-- Supplied information start --

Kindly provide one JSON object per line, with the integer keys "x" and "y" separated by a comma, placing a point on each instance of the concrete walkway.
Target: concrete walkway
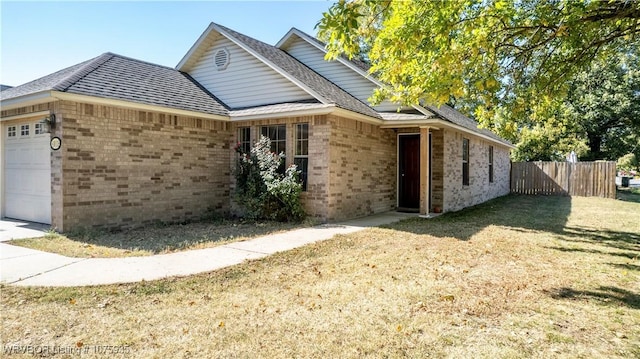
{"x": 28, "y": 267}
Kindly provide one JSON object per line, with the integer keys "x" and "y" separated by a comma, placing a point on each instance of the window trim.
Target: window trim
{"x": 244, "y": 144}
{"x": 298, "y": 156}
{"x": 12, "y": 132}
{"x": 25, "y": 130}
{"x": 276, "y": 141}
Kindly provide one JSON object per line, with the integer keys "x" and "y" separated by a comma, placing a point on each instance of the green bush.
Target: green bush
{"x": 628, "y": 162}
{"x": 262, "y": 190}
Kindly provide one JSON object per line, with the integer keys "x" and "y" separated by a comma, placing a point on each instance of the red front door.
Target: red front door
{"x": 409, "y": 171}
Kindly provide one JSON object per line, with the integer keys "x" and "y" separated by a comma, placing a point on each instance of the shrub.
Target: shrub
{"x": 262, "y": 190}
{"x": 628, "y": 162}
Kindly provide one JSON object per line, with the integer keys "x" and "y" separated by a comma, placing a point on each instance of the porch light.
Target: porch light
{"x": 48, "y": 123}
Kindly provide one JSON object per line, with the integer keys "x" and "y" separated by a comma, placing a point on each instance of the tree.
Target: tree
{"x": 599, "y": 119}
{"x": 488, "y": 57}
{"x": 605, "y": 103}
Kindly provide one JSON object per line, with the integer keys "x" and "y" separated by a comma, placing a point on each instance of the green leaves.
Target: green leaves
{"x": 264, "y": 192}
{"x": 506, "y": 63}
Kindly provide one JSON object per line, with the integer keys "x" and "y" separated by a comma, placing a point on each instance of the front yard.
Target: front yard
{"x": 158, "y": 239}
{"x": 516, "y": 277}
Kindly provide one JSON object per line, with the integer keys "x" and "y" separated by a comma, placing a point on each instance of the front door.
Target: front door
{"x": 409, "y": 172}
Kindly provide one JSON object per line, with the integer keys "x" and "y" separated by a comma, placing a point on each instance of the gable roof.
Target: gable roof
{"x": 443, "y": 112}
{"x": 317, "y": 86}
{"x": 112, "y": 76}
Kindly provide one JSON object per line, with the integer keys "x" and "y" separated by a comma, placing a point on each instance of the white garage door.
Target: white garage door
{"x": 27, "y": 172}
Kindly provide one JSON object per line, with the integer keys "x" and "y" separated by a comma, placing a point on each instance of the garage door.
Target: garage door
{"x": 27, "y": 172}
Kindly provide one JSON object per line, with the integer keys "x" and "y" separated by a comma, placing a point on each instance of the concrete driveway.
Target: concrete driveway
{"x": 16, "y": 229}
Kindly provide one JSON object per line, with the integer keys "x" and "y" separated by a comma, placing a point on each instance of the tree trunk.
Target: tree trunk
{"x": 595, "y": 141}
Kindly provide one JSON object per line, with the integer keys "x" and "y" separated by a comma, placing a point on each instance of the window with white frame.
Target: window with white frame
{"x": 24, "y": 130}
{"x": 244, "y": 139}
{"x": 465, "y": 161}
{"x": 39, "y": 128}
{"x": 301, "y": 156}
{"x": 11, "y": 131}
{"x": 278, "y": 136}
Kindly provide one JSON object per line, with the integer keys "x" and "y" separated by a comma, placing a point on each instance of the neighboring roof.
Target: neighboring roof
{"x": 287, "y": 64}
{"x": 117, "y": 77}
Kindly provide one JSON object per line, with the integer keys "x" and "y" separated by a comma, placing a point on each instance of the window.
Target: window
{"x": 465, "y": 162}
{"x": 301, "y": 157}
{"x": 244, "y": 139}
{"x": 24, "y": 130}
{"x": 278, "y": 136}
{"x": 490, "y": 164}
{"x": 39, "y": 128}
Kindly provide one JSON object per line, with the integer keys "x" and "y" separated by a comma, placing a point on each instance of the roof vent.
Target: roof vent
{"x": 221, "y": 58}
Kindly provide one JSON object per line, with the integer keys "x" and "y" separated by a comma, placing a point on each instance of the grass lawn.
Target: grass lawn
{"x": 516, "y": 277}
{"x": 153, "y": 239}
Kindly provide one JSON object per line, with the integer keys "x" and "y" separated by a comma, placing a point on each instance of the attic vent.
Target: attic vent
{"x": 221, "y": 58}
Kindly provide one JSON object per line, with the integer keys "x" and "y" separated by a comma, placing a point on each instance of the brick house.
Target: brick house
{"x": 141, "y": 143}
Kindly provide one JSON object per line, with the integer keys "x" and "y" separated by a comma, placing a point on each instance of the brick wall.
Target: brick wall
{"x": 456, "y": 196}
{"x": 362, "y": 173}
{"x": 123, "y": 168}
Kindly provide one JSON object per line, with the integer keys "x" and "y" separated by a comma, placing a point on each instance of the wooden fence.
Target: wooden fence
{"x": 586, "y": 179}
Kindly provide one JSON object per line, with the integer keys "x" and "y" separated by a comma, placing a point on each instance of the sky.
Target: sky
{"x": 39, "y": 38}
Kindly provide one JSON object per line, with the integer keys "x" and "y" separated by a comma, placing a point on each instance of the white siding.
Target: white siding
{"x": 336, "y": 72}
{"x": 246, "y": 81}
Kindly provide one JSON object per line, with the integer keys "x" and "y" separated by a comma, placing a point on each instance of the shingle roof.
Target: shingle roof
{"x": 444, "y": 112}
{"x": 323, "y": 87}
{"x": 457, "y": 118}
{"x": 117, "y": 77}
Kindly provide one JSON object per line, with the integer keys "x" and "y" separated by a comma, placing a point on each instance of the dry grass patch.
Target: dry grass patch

-- Supplied information end --

» Stated goal:
Output the material word for word, omitting its pictures.

» Response below:
Kindly provide one JSON object per line, with the integer keys "x" and "y" separated by a comma, placing a point on each instance of the concrete walkway.
Target: concrete walkway
{"x": 28, "y": 267}
Kindly provide one JSON object per line, with the integer keys "x" and "y" separated by a comma, placing a point on each instance of the window trim.
Target: window trim
{"x": 244, "y": 144}
{"x": 298, "y": 156}
{"x": 12, "y": 132}
{"x": 25, "y": 130}
{"x": 276, "y": 141}
Kindly provide one JSON object per line, with the integer keys "x" and "y" separated by a comma, placing a point on each instance of the green bush.
Target: green bush
{"x": 628, "y": 162}
{"x": 262, "y": 190}
Kindly provide one JSON object per line, with the integer keys "x" and "y" separated by a comma, placing a point on each instance of the red front door.
Target: red front door
{"x": 409, "y": 171}
Kindly provide one JSON object per line, with the integer keys "x" and "y" separated by a comma, placing a point on each instance of the shrub.
Target: shrub
{"x": 262, "y": 190}
{"x": 628, "y": 162}
Kindly provide one JSON object per line, with the integer keys "x" and "y" separated by a comma, placing a point on each instance of the porch light.
Target: porch light
{"x": 48, "y": 123}
Kindly provide one JSON object per line, with the integer keys "x" and "y" separated by a comma, placing a point on each instance of the tree.
Target: tree
{"x": 599, "y": 119}
{"x": 488, "y": 57}
{"x": 605, "y": 103}
Kindly provide one JSON object per line, with the integer keys "x" and "y" separated by a comma, placing a point on each instance of the green leaves.
Target: green leaves
{"x": 264, "y": 192}
{"x": 506, "y": 63}
Kindly provide one JSON object per line, with the integer keys "x" and "y" separated by a comma, placing a point on each instance of the front yard.
Target: front yard
{"x": 158, "y": 239}
{"x": 516, "y": 277}
Kindly provide one JSON object per line, with the integer keys "x" and "y" separated by a comma, placing a point on each instance of the front door.
Target: front door
{"x": 409, "y": 172}
Kindly provide one JSON object per line, with the integer keys "x" and "y" separated by a comma, placing a point on each instance of the gable roof.
Target: gable roof
{"x": 443, "y": 112}
{"x": 317, "y": 86}
{"x": 112, "y": 76}
Kindly provide one JSON object per line, with the integer keys "x" and "y" separated by a comma, placing a point on each instance of the white garage door.
Target: white garage door
{"x": 27, "y": 172}
Kindly provide one JSON object per line, with the integer keys "x" and "y" separated by a comma, placing a point on each instance of the garage door.
Target: garage door
{"x": 27, "y": 172}
Kindly provide one JSON object per line, with the integer keys "x" and "y" separated by a comma, placing a point on each instance of the concrete driveway.
Target: concrete driveway
{"x": 16, "y": 229}
Kindly provide one JSON object per line, with the integer keys "x" and "y" separated by a comma, placing a point on each instance of the tree trunk.
Target: tree trunk
{"x": 595, "y": 141}
Kindly provide one JSON object per line, with the integer keys "x" and "y" separated by a comma, placing a point on each instance of the window with white frame.
Target: window with white frame
{"x": 24, "y": 130}
{"x": 244, "y": 139}
{"x": 465, "y": 161}
{"x": 39, "y": 128}
{"x": 301, "y": 156}
{"x": 11, "y": 131}
{"x": 278, "y": 136}
Kindly provide one JSON object per line, with the integer keys "x" and "y" separated by a comma, placing a point on each instance of the neighboring roof.
Target: neighboring roof
{"x": 287, "y": 64}
{"x": 117, "y": 77}
Kindly provide one JSON object per line, with the integer keys "x" and "y" separated by a comma, placing a point on each instance of the window.
Target: window
{"x": 465, "y": 162}
{"x": 301, "y": 157}
{"x": 244, "y": 139}
{"x": 24, "y": 130}
{"x": 278, "y": 136}
{"x": 490, "y": 164}
{"x": 39, "y": 128}
Kindly provide one JSON object per line, with the integer keys "x" and "y" separated by a comma, placing a point on each instance of the roof vent.
Target: roof vent
{"x": 221, "y": 58}
Kindly provide one JSON object per line, with the integer keys "x" and "y" separated by a comma, placing a point on each instance of the grass lawn.
Target: grass lawn
{"x": 516, "y": 277}
{"x": 153, "y": 239}
Kindly provide one JSON object per line, with the integer keys "x" and "y" separated by a comma, placing a point on each instance of the attic vent.
Target: attic vent
{"x": 221, "y": 58}
Kindly provide one JSON object per line, with the integer keys "x" and "y" separated by a comma, placing a point on each instance of the brick house.
Target: brick house
{"x": 141, "y": 143}
Kindly provide one JSON object per line, with the integer keys "x" and "y" separated by a comma, placing a point on each instance of the brick wall.
Target: brick wall
{"x": 456, "y": 196}
{"x": 362, "y": 173}
{"x": 123, "y": 168}
Kindly provide one JSON object per line, with the integer keys "x" and "y" separated by a comma, placing a point on each instance of the wooden fence.
Target: wooden fence
{"x": 586, "y": 179}
Kindly provide one JSON object per line, with the integer keys "x" and "y" separated by a comma, placing a point on each instance of the sky.
Target: sky
{"x": 39, "y": 38}
Kindly provide one JSON object per line, with the integer keys "x" and "y" separated by a comma, placing a point on each instance of the white siding.
Target: white siding
{"x": 336, "y": 72}
{"x": 246, "y": 81}
Kindly provide one JSON object per line, with the integer keys "x" and "y" separated by a comma, placing a point on each instance of the shingle roof.
Target: shingle roof
{"x": 444, "y": 112}
{"x": 323, "y": 87}
{"x": 457, "y": 118}
{"x": 117, "y": 77}
Kindly provide one JSON object per line, with the integer keys "x" and "y" separated by a comma, placing a point on each instance of the dry grass patch.
Target: dry grass patch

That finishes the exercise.